Exercise aim:
Could you put each line of the listing below into a numbered list, skipping the blank lines?

Segmentation labeling items
►

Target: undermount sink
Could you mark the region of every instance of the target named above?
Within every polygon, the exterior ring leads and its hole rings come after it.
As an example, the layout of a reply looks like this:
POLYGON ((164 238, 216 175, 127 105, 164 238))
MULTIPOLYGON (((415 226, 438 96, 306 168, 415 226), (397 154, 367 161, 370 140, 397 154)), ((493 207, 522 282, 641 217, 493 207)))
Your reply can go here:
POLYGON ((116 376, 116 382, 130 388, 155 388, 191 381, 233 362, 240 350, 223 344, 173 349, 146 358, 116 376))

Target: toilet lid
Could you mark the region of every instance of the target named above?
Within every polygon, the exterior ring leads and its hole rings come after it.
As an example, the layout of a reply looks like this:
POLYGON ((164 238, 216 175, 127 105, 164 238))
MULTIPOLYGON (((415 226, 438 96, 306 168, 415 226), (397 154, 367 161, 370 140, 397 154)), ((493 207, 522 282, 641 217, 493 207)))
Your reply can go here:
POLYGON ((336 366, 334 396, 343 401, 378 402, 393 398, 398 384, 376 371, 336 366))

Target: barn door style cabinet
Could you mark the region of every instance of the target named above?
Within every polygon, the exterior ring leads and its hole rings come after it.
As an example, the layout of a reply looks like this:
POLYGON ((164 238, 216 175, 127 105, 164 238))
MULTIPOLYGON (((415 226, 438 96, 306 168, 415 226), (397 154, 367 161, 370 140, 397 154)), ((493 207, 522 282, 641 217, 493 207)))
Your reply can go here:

◄

Final result:
1. Target: undermount sink
2. Could you mark the region of every instance of the target named above?
3. Within every polygon, the exterior ring leads and its hole rings come after it.
4. As an example, the layout of a reply looks like this:
5. POLYGON ((164 238, 216 175, 127 105, 164 238))
6. MULTIPOLYGON (((415 226, 438 96, 306 168, 415 226), (397 154, 367 161, 370 140, 397 154)), ((493 207, 522 282, 641 217, 493 207)))
7. Your reply can go here:
8. POLYGON ((116 376, 116 382, 130 388, 155 388, 191 381, 233 362, 240 350, 223 344, 173 349, 146 358, 116 376))
9. Target: toilet lid
10. Could you mark the region of every instance of the target named above?
11. Within every polygon, the exterior ring leads and its hole rings come after it.
12. As an example, the layout of a reply looks like this:
13. POLYGON ((164 238, 216 175, 127 105, 164 238))
14. MULTIPOLYGON (((415 226, 438 96, 306 168, 415 226), (397 154, 367 161, 370 140, 397 154)), ((493 207, 522 282, 641 217, 493 207)))
15. Your reply can go here:
16. POLYGON ((336 366, 334 396, 343 401, 378 402, 393 398, 398 384, 376 371, 336 366))
17. Target: barn door style cabinet
18. Could you mark the region of every instance of the target named above?
19. Within every polygon, the exterior ring leads and its hole rings come after it.
20. As an example, the layout of a reply looks like this:
21. POLYGON ((164 238, 216 175, 127 105, 164 238))
22. MULTIPOLYGON (((415 226, 438 96, 306 168, 415 226), (397 154, 367 161, 370 140, 397 154)), ((493 207, 522 282, 641 217, 493 207)))
23. Your reply can go here:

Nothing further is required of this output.